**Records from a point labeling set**
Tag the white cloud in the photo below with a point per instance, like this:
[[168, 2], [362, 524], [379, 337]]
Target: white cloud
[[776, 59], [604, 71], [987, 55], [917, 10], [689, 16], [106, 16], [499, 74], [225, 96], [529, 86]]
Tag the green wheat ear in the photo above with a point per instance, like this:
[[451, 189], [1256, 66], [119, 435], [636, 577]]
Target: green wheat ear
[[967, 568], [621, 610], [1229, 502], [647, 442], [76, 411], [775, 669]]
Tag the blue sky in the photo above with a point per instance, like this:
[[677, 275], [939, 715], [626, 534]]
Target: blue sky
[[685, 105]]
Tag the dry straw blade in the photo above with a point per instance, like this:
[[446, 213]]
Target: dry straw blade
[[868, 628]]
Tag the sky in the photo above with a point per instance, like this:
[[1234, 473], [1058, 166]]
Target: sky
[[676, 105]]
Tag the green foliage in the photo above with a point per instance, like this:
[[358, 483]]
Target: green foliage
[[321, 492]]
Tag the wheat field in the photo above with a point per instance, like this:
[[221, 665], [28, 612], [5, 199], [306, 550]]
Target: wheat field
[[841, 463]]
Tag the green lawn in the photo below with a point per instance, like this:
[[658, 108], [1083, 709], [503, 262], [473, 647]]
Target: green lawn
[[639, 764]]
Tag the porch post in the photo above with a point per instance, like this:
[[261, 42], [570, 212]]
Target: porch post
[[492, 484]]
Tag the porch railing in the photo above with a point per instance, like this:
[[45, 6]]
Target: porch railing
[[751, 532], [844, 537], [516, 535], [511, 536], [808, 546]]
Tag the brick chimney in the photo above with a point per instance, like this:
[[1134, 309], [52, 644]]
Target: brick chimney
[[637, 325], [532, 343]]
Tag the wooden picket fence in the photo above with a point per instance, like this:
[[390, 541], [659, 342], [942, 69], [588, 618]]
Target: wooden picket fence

**TASK OBJECTIVE**
Rewrite the lines starting at the line containing "Tag the green wheat" and ending at the line containing "[[321, 492]]", requests included, with each point coordinate in the answers scaled by 2.15 and rounded to a whole number, halves going up. Keep the requests and their sample coordinates unchanged.

**WRITTEN SOLUTION**
Tag the green wheat ear in the photo above with a point per instance, like this:
[[451, 189], [1256, 66], [119, 435], [636, 577]]
Target: green wheat ear
[[2079, 1221], [1335, 1312], [2642, 1079], [1391, 950], [163, 884], [1666, 1438]]
Tag the blue sky in the photo above with a point per instance, like this:
[[677, 275], [939, 715], [626, 534]]
Target: blue sky
[[1473, 226]]
Tag the dry straw blade in the photo above with a point per instance, like this:
[[446, 213]]
Target: dry straw blade
[[1866, 1350]]
Tag the sky in the photo above with a point per instance, like this:
[[1234, 473], [1058, 166]]
Target: sky
[[1453, 226]]
Tag the green foliage in the photo above with a point per instance, like this:
[[358, 483]]
Target: green foliage
[[690, 1058]]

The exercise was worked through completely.